Stored entries:
========================
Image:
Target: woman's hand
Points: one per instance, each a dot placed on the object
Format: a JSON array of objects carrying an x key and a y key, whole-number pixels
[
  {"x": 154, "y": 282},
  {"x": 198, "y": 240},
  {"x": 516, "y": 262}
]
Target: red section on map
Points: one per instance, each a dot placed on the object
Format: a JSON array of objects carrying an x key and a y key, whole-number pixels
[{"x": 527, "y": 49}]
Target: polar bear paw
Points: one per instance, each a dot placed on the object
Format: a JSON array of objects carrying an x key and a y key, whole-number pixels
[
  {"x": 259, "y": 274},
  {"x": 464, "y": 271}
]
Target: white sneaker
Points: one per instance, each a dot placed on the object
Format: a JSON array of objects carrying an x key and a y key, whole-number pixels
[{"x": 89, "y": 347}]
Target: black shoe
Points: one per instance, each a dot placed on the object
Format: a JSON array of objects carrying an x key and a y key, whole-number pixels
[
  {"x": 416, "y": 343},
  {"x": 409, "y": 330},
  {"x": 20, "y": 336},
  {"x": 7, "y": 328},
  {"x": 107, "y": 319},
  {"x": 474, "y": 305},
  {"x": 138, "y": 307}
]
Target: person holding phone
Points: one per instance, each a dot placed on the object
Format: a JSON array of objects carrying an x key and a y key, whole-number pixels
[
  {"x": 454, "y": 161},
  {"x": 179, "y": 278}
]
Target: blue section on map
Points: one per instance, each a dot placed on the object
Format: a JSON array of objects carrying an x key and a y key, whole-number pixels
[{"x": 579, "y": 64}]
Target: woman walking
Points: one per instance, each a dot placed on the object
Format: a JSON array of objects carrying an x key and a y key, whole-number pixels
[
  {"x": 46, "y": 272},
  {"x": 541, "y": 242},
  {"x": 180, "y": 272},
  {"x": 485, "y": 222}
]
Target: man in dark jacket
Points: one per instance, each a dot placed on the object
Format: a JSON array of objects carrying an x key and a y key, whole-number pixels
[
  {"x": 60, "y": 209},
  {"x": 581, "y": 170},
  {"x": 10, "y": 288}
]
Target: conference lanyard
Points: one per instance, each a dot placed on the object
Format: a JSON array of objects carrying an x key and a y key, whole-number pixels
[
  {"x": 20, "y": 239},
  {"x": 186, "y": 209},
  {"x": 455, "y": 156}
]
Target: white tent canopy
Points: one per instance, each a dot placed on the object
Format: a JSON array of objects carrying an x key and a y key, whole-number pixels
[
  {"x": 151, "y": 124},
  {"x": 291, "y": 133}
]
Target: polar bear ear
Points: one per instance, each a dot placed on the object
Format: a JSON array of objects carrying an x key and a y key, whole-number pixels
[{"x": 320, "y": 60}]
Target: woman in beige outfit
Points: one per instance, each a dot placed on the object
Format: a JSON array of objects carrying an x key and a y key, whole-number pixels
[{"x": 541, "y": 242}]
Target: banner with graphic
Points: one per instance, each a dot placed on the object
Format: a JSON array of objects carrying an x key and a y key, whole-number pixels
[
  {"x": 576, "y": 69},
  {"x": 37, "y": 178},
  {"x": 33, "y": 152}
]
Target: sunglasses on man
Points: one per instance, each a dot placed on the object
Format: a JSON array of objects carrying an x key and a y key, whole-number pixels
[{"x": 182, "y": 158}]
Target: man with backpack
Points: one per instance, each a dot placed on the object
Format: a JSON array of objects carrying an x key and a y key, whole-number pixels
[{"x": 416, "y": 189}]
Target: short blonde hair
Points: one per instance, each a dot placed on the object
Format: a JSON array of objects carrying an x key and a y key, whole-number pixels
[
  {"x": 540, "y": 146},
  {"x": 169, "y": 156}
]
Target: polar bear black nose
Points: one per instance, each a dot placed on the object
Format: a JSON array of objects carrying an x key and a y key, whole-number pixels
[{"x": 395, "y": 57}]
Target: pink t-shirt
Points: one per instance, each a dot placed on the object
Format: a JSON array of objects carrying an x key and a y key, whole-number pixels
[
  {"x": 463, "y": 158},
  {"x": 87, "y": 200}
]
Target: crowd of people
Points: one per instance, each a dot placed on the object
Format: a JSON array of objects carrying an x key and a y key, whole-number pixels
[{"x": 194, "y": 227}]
========================
PROBLEM TO WORK ON:
Render the whole set of entries again, exactly as given.

EXPECTED ANSWER:
Image:
Target: woman's hand
Points: one per instance, each a dot placed on the object
Format: a JSON array of objects carrying an x key and a y key, whole-number pixels
[
  {"x": 154, "y": 282},
  {"x": 198, "y": 240},
  {"x": 516, "y": 262}
]
Target: red section on map
Points: one per instance, each a dot placed on the object
Format: a JSON array of objects carrying an x key and a y key, whole-number pixels
[{"x": 527, "y": 49}]
Target: polar bear paw
Points: one per instance, each a dot placed on the object
Format: a JSON array of objects carrying an x key and a y key, whole-number pixels
[
  {"x": 259, "y": 274},
  {"x": 464, "y": 271}
]
Target: white sneaker
Points: one per instance, each a dot placed on the object
Format: a JSON array of objects carrying an x key and a y key, whole-number pixels
[{"x": 89, "y": 347}]
Target: black shoe
Points: one per instance, each a dot placed on the object
Format: a JSON array of objects carrying an x key and a y key, whole-number pixels
[
  {"x": 416, "y": 343},
  {"x": 409, "y": 330},
  {"x": 20, "y": 336},
  {"x": 7, "y": 328},
  {"x": 107, "y": 319},
  {"x": 474, "y": 305},
  {"x": 138, "y": 307}
]
Target: person holding phone
Points: one per instance, each a dot placed on the object
Format: a JSON array of objects carrying an x key and a y key, whole-number pixels
[
  {"x": 454, "y": 161},
  {"x": 179, "y": 278}
]
Target: blue section on map
Points: one per instance, each a dot placed on the object
Format: a JSON array of objects carrying an x key and a y key, whole-number pixels
[{"x": 579, "y": 64}]
Target: woman walking
Points: one per instance, each a dot placed on the object
Format: a JSON array of objects carrying an x key and a y key, whole-number pixels
[
  {"x": 46, "y": 272},
  {"x": 541, "y": 242},
  {"x": 180, "y": 272},
  {"x": 485, "y": 222}
]
Target: man in dark jacket
Points: one per instance, each a dot placed on the object
Format: a JSON array of objects carrying an x key and a y key, whole-number pixels
[
  {"x": 60, "y": 209},
  {"x": 581, "y": 170},
  {"x": 10, "y": 288}
]
Target: conference lanyard
Points: one per instance, each a dot placed on the object
Format: a JSON array of objects carrying an x key and a y key, whole-number pixels
[
  {"x": 20, "y": 239},
  {"x": 186, "y": 209},
  {"x": 455, "y": 156}
]
Target: white tent canopy
Points: one per instance, each a dot placed on the object
Format: a JSON array of objects carrying an x key and a y key, whole-number pixels
[
  {"x": 151, "y": 124},
  {"x": 291, "y": 133}
]
Target: polar bear ear
Points: one per instance, each a dot placed on the object
Format: a JSON array of objects carrying an x key and a y key, whole-number pixels
[{"x": 320, "y": 60}]
Target: woman in beige outfit
Points: one per instance, each a dot placed on the object
Format: a JSON array of objects carrying an x key and a y key, whole-number pixels
[{"x": 541, "y": 242}]
Target: banner with graphic
Points: one per instance, each a dot placed on the object
Format: a JSON array of objects carrying an x key and a y key, whole-number pixels
[
  {"x": 576, "y": 69},
  {"x": 37, "y": 178},
  {"x": 33, "y": 152}
]
Target: sunglasses on man
Points: one per instance, each a dot placed on the object
Format: a JSON array of objects carrying an x key and a y key, whole-number pixels
[{"x": 182, "y": 158}]
Target: man with backpack
Points: one per instance, each a dot placed on the object
Format: a JSON array of objects carrying an x key and a y key, whole-number pixels
[{"x": 416, "y": 189}]
Target: short blonde hair
Points: one per instance, each a dot placed on the object
Format: a JSON array of objects carrying an x key and a y key, whole-number pixels
[
  {"x": 540, "y": 146},
  {"x": 169, "y": 156}
]
Target: polar bear black nose
Points: one per instance, each a dot placed on the object
Format: a JSON array of objects carrying an x key and a y key, whole-number pixels
[{"x": 395, "y": 57}]
Target: pink t-shirt
Points: one per instance, each a dot placed on the object
Format: a JSON array of objects carrying an x key and a y key, whole-number pixels
[
  {"x": 463, "y": 158},
  {"x": 87, "y": 200}
]
Target: crowd of people
Points: one per instance, each a dot placed on the object
Format: a JSON array of objects carrying an x key and a y key, whole-number pixels
[{"x": 194, "y": 227}]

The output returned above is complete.